Data records:
⁂
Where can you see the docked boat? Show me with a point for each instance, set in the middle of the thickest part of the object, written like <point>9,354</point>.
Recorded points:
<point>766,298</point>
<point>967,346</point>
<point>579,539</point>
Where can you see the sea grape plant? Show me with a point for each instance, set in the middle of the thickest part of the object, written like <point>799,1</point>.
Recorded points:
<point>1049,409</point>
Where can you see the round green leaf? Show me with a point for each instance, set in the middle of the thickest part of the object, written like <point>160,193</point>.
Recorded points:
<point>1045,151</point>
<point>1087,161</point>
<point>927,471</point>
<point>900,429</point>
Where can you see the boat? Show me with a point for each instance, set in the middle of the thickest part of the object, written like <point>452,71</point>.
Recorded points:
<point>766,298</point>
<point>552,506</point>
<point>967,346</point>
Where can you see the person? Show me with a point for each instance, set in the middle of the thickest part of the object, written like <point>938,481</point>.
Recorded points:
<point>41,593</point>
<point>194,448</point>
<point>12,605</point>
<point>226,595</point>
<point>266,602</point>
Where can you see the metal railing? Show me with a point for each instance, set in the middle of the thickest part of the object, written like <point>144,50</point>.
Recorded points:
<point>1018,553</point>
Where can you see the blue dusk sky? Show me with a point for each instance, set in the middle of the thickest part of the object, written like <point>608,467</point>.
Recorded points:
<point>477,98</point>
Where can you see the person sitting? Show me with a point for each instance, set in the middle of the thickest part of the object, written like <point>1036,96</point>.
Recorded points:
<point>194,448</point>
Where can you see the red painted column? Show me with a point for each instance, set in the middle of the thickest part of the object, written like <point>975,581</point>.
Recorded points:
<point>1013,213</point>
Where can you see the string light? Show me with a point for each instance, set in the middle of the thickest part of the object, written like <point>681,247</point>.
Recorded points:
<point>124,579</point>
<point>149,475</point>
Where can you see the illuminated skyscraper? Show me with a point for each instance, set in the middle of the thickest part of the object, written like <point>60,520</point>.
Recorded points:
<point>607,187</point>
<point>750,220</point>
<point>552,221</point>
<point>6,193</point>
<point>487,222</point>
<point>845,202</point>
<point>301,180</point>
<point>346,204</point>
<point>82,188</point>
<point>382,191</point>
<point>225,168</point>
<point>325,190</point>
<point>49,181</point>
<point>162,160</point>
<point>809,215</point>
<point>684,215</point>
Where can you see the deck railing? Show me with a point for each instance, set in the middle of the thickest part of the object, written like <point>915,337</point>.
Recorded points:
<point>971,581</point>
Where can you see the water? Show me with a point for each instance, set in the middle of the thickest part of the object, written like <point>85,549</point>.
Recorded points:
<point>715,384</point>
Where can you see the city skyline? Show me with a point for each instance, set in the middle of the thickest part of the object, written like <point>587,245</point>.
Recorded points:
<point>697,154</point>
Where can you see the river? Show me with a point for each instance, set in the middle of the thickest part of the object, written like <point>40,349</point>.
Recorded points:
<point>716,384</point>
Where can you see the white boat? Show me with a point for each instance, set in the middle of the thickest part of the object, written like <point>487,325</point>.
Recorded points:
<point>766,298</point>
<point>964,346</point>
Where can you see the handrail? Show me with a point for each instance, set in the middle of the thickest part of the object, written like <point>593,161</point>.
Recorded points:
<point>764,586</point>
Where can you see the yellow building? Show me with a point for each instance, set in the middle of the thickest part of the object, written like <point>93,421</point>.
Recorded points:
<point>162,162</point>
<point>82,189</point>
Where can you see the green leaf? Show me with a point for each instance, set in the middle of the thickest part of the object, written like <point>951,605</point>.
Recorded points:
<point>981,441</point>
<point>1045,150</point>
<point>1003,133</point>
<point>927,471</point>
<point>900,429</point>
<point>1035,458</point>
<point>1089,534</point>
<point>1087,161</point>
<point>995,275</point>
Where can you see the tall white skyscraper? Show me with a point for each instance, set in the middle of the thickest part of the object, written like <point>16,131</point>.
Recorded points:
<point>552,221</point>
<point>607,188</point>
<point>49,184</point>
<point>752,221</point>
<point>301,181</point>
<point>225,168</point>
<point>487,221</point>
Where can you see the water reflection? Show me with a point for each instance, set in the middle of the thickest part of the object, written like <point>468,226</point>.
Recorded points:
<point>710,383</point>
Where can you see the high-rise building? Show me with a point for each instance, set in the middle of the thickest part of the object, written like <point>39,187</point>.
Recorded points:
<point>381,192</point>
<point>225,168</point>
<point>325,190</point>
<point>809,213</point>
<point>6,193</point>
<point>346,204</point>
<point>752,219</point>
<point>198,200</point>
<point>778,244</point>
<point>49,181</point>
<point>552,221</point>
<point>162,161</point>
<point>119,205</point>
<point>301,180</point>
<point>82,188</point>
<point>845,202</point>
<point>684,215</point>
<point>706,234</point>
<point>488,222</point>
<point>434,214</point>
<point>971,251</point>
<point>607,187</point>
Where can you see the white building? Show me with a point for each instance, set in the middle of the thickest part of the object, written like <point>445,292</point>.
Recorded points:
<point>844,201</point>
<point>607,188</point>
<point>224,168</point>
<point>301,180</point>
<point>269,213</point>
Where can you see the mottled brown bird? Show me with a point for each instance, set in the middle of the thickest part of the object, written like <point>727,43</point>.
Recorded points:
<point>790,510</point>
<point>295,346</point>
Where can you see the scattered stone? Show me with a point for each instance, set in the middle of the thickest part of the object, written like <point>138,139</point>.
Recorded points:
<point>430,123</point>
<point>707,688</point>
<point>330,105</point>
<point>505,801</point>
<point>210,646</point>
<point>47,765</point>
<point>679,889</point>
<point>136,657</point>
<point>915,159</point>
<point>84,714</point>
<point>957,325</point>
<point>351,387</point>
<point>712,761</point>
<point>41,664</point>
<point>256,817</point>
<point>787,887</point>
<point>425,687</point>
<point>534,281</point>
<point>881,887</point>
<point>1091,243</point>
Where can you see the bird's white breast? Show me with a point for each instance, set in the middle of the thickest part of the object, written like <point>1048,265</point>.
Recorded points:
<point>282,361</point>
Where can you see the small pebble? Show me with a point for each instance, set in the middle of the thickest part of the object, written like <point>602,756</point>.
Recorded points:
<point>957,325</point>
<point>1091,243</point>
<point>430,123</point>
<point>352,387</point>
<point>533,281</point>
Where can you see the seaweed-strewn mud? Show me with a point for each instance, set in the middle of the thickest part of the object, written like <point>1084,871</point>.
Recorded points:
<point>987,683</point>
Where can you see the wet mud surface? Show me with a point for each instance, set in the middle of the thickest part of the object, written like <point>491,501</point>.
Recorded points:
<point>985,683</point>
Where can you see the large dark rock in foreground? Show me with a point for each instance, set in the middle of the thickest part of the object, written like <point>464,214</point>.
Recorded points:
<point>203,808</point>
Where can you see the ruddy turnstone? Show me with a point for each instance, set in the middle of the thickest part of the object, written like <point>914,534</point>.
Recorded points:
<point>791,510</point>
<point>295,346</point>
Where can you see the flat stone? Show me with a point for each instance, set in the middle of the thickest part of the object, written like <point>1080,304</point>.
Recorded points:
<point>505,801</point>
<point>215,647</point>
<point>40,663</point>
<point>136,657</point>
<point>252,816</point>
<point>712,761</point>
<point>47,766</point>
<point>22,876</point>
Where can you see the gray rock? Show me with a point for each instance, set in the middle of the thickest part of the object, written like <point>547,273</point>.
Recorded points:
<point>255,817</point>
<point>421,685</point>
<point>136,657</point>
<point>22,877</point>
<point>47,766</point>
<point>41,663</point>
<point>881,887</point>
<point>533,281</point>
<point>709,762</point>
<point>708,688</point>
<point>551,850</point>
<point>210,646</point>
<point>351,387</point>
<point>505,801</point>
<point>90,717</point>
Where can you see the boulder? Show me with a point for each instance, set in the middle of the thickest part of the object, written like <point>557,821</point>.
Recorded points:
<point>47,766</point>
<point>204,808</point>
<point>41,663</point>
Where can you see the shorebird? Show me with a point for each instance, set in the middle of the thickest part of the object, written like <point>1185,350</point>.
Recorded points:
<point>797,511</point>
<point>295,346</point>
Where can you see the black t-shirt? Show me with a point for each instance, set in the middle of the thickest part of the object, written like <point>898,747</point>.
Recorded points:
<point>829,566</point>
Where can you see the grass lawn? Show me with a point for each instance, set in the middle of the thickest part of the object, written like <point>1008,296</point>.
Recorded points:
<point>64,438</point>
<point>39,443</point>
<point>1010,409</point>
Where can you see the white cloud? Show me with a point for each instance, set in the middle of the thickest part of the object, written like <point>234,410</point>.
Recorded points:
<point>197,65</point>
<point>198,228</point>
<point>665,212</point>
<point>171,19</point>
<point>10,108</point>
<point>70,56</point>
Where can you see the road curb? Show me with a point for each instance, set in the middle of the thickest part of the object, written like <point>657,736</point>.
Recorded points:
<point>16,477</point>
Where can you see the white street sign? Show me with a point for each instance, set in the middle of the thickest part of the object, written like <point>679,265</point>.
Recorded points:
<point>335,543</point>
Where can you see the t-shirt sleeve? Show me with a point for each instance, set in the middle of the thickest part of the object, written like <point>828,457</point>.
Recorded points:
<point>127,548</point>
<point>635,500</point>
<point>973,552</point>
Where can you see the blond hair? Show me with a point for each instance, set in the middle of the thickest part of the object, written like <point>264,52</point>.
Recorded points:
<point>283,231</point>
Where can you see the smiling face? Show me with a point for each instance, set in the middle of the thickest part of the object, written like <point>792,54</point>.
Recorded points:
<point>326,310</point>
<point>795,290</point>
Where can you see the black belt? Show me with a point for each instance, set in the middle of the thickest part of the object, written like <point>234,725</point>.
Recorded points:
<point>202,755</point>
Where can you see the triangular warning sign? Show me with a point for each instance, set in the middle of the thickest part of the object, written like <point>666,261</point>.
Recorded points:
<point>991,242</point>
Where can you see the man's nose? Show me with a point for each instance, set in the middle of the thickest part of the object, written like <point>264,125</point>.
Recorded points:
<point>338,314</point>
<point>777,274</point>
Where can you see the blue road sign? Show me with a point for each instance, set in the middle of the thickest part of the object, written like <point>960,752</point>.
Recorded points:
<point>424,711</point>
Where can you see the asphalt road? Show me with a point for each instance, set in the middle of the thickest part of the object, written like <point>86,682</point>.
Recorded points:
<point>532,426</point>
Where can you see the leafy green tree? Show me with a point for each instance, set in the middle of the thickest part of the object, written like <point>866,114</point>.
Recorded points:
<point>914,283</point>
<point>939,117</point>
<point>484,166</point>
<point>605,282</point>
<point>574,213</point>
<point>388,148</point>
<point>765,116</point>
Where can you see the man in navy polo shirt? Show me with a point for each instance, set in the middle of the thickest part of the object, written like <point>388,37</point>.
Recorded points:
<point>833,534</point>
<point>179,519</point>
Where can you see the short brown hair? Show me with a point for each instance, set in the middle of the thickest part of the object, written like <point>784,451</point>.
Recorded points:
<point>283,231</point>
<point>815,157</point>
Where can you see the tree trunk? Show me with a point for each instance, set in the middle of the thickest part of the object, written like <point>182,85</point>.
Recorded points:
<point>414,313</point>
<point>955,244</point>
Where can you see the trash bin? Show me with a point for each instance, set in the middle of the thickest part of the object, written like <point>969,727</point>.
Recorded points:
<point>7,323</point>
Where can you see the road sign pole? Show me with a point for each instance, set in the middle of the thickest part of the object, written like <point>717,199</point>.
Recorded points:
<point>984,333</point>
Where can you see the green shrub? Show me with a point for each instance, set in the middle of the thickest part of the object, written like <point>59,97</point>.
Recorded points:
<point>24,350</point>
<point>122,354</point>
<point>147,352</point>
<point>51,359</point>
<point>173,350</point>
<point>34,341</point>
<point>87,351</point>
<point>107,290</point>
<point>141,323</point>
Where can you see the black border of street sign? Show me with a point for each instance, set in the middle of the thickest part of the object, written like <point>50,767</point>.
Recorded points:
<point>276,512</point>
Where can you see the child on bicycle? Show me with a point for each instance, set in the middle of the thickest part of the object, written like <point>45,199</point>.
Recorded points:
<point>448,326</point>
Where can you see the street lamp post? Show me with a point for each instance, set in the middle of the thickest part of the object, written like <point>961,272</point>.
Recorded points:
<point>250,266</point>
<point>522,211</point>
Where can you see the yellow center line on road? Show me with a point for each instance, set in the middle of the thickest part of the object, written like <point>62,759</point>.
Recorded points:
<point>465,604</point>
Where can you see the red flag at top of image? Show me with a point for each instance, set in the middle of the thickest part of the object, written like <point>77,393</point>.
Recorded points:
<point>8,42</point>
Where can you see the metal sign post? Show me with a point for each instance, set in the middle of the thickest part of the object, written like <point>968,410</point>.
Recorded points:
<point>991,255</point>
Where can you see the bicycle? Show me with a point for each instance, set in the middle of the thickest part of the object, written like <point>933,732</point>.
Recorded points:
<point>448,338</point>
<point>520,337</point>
⁂
What the task requires: Output only the lines running from the line with "Where can you see the red flag" through the final line of the data, inclusive.

Solution to the exercise:
Where can you see the red flag at top of image? Show me with a point for each instance, set in the middle of the thickest part of the object, written like <point>77,393</point>.
Recorded points:
<point>8,42</point>
Where can you see the metal sign post? Show me with a point for each instance, set in the middle of the thickest part of the object, written like <point>968,410</point>.
Recorded points:
<point>991,255</point>
Where can you see the bicycle? Show me with a point for each instance, set in the middle of the thickest part of the object, written like <point>933,732</point>.
Recorded points:
<point>448,338</point>
<point>520,337</point>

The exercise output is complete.